**What the task requires**
Can you write out the stretch from "Study Shows That" through "type of legislation." of the right-to-repair article below, changing "National Association of Manufacturers" to "NAM"?

(Selected excerpt)

Study Shows That “Right-to-Repair” Stifles Innovation and Threatens Consumer Safety

On December 7th, the National Association of Manufacturers released a study that emphasized the implications surrounding “right to repair” within a variety of industries. Particularly, the study investigated the risks associated with bypassing manufacturers or authorized servicers, which is a consequence of supporting this type of legislation.

The paper ultimately highlights seven key points, diving into what OEMs are already providing to third-parties, threats to safety and security, impacts to intellectual property rights, and notably how these policies directly counteract many federal laws put in place to protect both manufacturers and consumers.

While the paper’s discussion was centered around the application of right to repair in the automobile industry, these high-level, significant consumer and safety concerns are also reflected in the healthcare industry. Medical devices have now evolved to become a new target for right-to-repair legislation; however, their inclusion could have life-threatening consequences for patients. Not to mention the high risks associated with granting unfettered access to complex software and components in manufactured goods, like these precision instruments.

Overall, it continues to remain crystal-clear that the risks far outweigh the benefits when it comes to right to repair legislation and medical devices, and states across the nation should use this information to better inform their upcoming legislative decisions. The decision to introduce medical devices to this risky policy will create unintended consequences that will increasingly jeopardize consumer safety.

(End Selected excerpt)
(Material provided)

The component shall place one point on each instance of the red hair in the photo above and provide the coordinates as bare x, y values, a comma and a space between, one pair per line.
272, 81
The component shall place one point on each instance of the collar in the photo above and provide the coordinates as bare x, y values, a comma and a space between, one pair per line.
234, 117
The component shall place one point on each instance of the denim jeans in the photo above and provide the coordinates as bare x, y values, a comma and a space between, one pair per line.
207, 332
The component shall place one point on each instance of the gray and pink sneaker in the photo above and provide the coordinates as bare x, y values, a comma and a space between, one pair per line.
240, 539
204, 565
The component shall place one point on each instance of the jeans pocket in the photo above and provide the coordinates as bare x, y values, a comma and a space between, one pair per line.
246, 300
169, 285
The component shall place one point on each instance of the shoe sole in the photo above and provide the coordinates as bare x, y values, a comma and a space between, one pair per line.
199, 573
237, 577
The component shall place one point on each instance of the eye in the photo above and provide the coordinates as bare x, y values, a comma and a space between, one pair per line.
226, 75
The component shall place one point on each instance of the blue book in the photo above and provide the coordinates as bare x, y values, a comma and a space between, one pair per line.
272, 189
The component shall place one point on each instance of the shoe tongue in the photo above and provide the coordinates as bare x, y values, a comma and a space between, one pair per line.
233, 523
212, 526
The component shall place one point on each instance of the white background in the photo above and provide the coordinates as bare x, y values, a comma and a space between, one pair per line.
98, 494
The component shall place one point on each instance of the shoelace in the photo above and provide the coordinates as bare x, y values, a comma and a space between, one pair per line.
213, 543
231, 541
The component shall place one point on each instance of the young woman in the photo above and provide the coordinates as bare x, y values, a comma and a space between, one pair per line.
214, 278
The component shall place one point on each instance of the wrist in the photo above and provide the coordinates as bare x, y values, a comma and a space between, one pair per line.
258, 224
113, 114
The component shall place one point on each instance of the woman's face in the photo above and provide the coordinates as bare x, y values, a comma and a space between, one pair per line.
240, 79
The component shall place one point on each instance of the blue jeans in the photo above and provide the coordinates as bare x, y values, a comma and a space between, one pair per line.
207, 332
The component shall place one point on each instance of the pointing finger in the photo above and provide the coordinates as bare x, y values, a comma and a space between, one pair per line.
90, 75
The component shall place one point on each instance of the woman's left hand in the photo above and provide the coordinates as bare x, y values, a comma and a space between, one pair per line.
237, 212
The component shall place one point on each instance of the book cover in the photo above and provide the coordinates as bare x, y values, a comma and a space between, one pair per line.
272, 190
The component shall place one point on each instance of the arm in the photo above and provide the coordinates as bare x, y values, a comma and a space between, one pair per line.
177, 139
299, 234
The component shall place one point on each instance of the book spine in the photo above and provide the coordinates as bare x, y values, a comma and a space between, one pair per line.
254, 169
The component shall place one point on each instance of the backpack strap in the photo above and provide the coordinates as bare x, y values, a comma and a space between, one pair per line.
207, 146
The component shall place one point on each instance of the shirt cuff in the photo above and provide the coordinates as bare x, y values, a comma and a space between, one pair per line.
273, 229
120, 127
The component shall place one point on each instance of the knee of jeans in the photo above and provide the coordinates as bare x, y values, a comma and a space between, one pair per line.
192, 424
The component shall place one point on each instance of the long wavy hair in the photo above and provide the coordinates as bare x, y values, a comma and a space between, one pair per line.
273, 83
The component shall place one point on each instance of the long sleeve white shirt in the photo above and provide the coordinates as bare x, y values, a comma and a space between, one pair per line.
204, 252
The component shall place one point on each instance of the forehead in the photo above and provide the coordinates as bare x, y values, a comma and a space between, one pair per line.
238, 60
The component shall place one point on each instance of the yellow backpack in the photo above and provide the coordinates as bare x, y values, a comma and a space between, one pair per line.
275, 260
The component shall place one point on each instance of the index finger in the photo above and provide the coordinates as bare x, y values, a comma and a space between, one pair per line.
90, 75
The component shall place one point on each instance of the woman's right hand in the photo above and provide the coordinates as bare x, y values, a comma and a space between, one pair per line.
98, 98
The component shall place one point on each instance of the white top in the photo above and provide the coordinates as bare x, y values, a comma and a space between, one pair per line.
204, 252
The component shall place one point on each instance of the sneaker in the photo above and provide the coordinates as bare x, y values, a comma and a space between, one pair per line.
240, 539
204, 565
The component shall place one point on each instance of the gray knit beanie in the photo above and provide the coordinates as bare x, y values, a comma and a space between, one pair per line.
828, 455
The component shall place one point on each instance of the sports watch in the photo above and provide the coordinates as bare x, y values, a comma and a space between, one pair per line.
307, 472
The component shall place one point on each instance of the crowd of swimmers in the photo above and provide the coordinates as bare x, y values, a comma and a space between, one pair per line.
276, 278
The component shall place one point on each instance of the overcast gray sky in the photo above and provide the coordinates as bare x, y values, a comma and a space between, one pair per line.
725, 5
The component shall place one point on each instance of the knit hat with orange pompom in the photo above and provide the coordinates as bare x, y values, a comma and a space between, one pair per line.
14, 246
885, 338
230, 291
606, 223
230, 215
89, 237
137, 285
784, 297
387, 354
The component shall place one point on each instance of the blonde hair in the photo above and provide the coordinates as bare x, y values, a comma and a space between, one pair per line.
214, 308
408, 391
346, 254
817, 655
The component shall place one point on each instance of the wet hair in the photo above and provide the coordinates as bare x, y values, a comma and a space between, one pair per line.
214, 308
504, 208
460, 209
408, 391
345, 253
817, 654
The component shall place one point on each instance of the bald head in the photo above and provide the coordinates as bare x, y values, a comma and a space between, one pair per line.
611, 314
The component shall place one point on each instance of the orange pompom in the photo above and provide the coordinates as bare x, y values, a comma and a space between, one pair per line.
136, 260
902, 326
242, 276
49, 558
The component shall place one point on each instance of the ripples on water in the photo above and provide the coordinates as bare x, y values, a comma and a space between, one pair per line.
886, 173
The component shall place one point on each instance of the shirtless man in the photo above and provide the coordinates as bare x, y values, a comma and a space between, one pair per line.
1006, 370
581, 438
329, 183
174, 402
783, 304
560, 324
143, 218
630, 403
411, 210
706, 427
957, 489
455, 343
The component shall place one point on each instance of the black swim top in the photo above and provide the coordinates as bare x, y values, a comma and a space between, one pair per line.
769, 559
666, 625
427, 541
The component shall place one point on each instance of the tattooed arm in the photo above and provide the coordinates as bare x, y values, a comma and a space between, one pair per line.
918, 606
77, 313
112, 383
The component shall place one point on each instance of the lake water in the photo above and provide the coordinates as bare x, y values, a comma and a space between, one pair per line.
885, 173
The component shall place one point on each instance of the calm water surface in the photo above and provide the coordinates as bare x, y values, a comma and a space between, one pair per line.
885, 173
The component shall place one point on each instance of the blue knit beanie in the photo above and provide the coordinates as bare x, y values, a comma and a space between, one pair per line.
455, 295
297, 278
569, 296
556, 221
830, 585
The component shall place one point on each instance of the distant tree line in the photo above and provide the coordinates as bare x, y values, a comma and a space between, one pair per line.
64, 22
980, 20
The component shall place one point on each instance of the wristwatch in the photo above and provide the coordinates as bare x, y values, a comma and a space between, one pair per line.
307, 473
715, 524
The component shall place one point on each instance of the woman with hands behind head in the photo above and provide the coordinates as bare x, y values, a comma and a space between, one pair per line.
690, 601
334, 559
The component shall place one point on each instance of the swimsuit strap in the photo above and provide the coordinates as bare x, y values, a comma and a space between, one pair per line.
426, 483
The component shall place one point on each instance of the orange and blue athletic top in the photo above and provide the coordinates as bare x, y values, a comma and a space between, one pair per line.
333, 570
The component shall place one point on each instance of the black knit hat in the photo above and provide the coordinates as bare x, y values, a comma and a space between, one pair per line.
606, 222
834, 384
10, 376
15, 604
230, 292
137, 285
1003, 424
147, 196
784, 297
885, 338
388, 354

(End Material provided)

**Answer to the exercise**
Study Shows That “Right-to-Repair” Stifles Innovation and Threatens Consumer Safety

On December 7th, the NAM released a study that emphasized the implications surrounding “right to repair” within a variety of industries. Particularly, the study investigated the risks associated with bypassing manufacturers or authorized servicers, which is a consequence of supporting this type of legislation.